Madame la ministre, madame et monsieur les rapporteurs, mes chers collègues, la proposition de loi relative à la manipulation de l’information et la proposition de loi organique relative à cette question en période d’élection présidentielle, reviennent devant nous après leur rejet par le Sénat.

Notre position sur ces propositions de loi reste inchangée, comme je l’ai déjà indiqué en commission des affaires culturelles et de l’éducation, qui a été saisie au fond, et comme Marietta Karamanli l’a indiqué en commission des lois, avec un autre de nos collègues. Je vous renvoie à tous les propos que nous avons alors tenus, et que nous maintenons.

Nous sommes conscients de l’importance des questions abordées dans ce texte. Les rumeurs ne sont pas une nouveauté, pas plus que les mensonges, les préjugés ou les stéréotypes. Les médias, quant à eux, ont fréquemment été utilisés, particulièrement depuis la naissance de la communication de masse, pour répandre des mensonges et des informations au service de la propagande politique ou autre.
════════════════════
▸ Consigne 1:
Rassemblez toutes les lignes des enregistrements qui contiennent la chaîne « patch ». La casse compte.
════════════════════
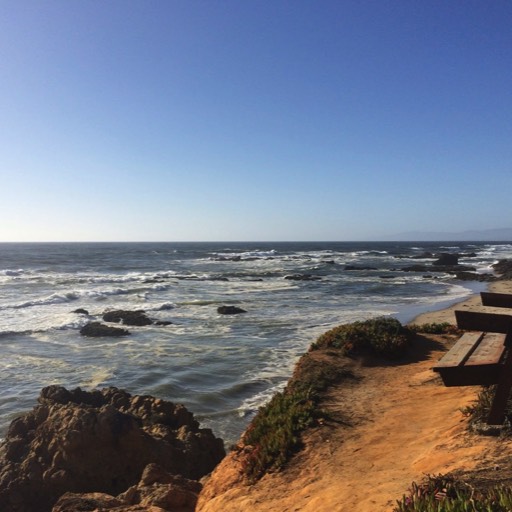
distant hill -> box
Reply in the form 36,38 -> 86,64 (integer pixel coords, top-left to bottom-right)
388,228 -> 512,242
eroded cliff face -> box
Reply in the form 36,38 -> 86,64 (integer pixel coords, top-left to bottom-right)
0,386 -> 225,512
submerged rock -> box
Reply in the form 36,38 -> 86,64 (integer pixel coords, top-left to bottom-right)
0,386 -> 225,512
103,309 -> 153,326
73,308 -> 89,316
432,252 -> 459,267
80,322 -> 130,338
284,274 -> 322,281
217,306 -> 247,315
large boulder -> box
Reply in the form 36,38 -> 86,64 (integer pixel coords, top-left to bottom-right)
0,386 -> 225,512
52,464 -> 202,512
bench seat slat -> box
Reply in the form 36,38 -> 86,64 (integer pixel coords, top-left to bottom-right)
464,332 -> 506,366
433,332 -> 484,371
480,292 -> 512,308
455,310 -> 512,334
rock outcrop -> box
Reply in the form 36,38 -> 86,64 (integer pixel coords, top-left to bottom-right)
103,309 -> 153,327
217,306 -> 247,315
52,464 -> 202,512
80,322 -> 130,338
0,386 -> 225,512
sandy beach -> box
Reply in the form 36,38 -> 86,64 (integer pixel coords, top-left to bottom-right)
197,281 -> 512,512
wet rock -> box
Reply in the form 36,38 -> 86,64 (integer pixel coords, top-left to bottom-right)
492,260 -> 512,279
285,274 -> 322,281
0,386 -> 225,512
432,252 -> 459,267
103,309 -> 153,327
73,308 -> 89,316
80,322 -> 130,338
455,272 -> 498,283
217,306 -> 247,315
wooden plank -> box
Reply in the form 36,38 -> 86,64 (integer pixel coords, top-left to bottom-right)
464,332 -> 506,366
433,332 -> 484,371
455,311 -> 512,334
480,292 -> 512,308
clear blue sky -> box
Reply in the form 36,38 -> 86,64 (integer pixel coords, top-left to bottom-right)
0,0 -> 512,241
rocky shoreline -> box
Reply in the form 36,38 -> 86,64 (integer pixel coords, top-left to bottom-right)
0,386 -> 225,512
0,257 -> 512,512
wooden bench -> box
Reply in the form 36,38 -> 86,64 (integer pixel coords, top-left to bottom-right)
433,311 -> 512,425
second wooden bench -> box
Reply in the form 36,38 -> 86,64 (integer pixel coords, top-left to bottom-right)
433,311 -> 512,425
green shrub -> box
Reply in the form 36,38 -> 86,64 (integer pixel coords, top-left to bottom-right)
311,317 -> 412,357
462,386 -> 512,428
242,353 -> 353,481
393,475 -> 512,512
408,322 -> 460,334
242,391 -> 315,480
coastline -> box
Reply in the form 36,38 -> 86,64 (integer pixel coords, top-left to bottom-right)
196,281 -> 512,512
408,281 -> 512,324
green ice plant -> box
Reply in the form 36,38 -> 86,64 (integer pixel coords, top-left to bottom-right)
393,475 -> 512,512
311,317 -> 413,357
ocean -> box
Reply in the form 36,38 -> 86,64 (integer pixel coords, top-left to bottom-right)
0,242 -> 512,444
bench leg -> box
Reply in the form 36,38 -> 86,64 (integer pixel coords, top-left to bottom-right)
487,348 -> 512,425
487,377 -> 512,425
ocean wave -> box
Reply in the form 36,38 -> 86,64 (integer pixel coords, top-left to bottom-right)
0,268 -> 27,277
0,292 -> 80,310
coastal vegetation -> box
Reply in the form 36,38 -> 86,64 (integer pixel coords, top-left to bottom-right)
393,475 -> 512,512
311,317 -> 414,357
407,322 -> 461,334
238,318 -> 412,481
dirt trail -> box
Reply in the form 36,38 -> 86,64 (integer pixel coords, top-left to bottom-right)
197,280 -> 512,512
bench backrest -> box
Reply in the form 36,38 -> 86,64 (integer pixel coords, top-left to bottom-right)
480,292 -> 512,308
455,311 -> 512,345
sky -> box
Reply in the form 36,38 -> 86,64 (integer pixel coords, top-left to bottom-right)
0,0 -> 512,241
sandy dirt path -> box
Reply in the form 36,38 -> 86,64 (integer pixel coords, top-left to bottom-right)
197,283 -> 512,512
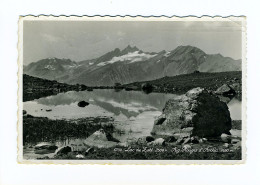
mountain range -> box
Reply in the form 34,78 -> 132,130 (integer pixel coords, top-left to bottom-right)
23,45 -> 242,86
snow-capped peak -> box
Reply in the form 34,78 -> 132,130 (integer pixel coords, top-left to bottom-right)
97,51 -> 156,66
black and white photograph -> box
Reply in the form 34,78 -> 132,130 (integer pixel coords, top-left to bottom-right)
18,16 -> 246,164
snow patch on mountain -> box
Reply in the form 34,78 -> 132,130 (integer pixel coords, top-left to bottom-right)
44,65 -> 56,71
97,51 -> 156,66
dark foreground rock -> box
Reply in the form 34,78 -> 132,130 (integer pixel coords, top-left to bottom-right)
215,84 -> 236,96
78,101 -> 89,107
84,129 -> 120,148
152,88 -> 231,137
57,146 -> 72,155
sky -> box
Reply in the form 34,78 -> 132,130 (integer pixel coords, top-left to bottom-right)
23,21 -> 242,65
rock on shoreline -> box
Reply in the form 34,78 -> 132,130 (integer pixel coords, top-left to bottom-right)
152,87 -> 232,137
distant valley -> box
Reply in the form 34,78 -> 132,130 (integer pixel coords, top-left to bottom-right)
24,46 -> 241,86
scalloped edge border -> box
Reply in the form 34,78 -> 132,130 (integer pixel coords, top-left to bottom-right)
17,14 -> 247,165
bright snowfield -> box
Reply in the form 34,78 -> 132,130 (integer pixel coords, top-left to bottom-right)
97,51 -> 157,66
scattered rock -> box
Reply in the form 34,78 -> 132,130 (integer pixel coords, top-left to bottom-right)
145,136 -> 154,143
215,84 -> 236,96
231,138 -> 240,144
154,114 -> 166,125
76,154 -> 85,159
223,143 -> 229,148
152,87 -> 231,137
141,83 -> 154,93
176,137 -> 184,145
78,101 -> 89,107
182,137 -> 191,145
182,144 -> 191,150
230,83 -> 242,92
117,142 -> 129,147
57,146 -> 72,155
34,142 -> 58,150
85,147 -> 94,155
84,129 -> 119,148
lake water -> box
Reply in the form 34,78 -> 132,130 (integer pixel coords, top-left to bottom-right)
23,89 -> 241,159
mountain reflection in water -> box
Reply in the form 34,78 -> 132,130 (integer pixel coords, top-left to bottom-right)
23,89 -> 241,141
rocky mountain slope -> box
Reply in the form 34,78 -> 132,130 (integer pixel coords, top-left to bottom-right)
24,46 -> 241,86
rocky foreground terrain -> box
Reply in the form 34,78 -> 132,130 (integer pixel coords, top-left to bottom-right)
24,87 -> 241,160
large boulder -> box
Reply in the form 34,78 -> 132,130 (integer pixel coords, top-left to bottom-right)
78,101 -> 89,107
152,87 -> 231,137
84,129 -> 119,148
141,83 -> 153,94
34,142 -> 58,154
215,84 -> 236,96
34,142 -> 58,150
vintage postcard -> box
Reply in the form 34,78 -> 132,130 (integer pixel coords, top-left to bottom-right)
17,16 -> 246,164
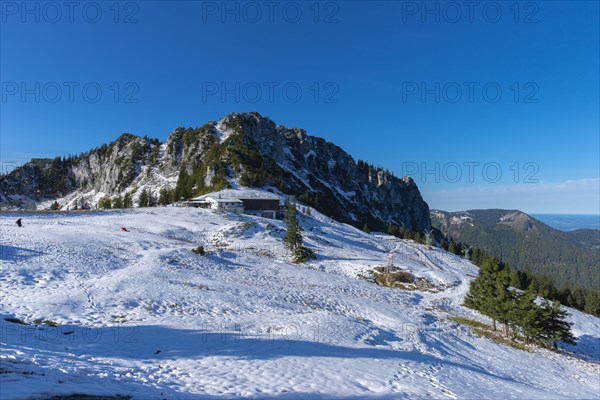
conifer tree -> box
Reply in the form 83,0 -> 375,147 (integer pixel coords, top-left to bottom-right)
158,188 -> 171,206
112,195 -> 123,208
138,189 -> 148,207
123,192 -> 133,208
283,197 -> 302,252
541,300 -> 576,349
98,196 -> 110,208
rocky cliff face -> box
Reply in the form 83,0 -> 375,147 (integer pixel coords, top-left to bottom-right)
0,113 -> 431,231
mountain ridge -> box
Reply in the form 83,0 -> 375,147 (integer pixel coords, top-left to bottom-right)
0,112 -> 431,231
431,209 -> 600,289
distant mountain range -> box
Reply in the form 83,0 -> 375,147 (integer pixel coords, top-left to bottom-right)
431,209 -> 600,289
0,113 -> 431,232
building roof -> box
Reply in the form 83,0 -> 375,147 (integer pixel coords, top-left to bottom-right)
206,196 -> 243,204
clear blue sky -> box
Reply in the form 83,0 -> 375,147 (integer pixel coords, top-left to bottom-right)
0,1 -> 600,214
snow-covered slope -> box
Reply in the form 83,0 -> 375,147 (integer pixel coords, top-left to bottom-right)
0,207 -> 600,399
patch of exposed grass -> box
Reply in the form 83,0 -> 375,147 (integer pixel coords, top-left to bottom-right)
448,316 -> 531,351
448,315 -> 491,329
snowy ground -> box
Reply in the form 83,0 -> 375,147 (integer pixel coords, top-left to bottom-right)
0,207 -> 600,399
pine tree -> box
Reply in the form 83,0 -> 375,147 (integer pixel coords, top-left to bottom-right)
465,257 -> 513,333
138,189 -> 149,207
448,240 -> 456,254
283,197 -> 302,253
511,290 -> 543,343
148,191 -> 158,207
158,188 -> 171,206
123,192 -> 133,208
112,195 -> 123,208
98,196 -> 110,208
541,299 -> 577,349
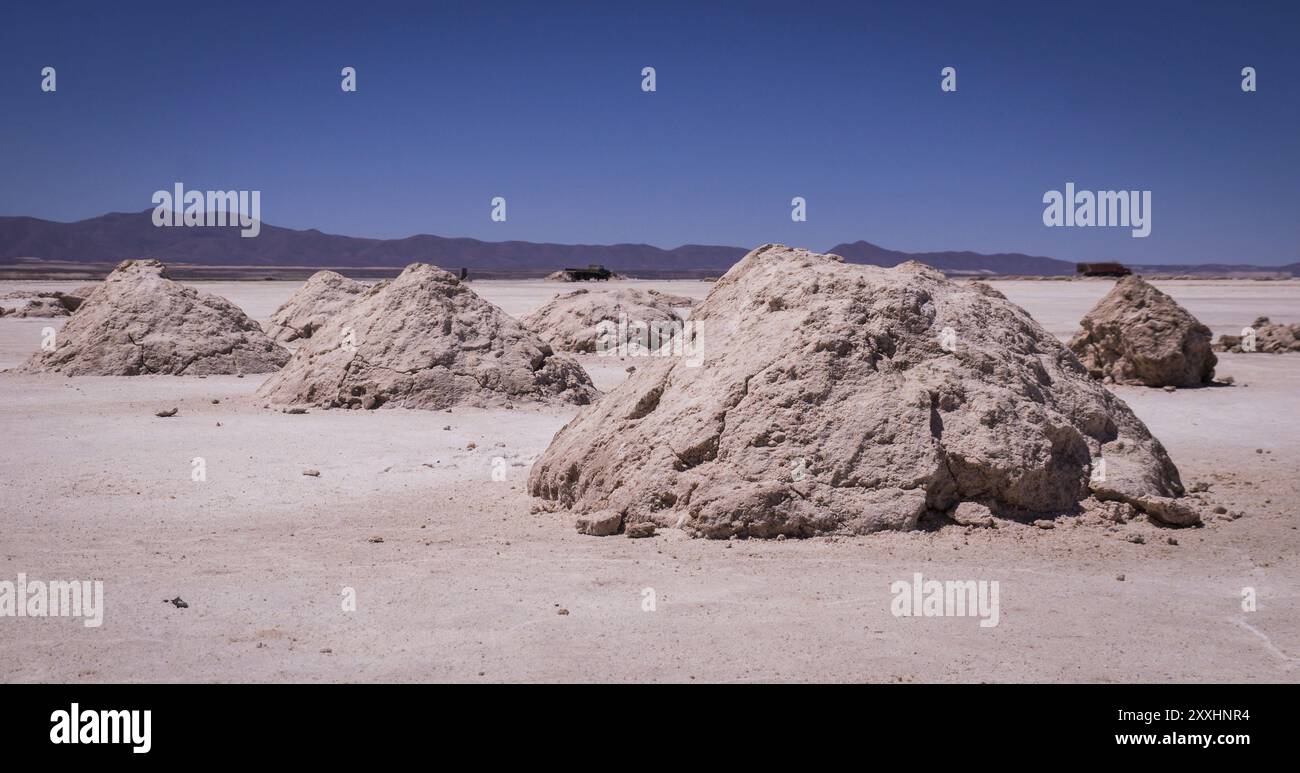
════════════════════
▸ Consigne 2:
D'après l'extrait cité, quelle commission a été saisie au fond ?

▸ Réponse 1:
snow patch on mountain -> box
patch of exposed grass -> box

▸ Réponse 2:
La commission des affaires culturelles et de l'éducation.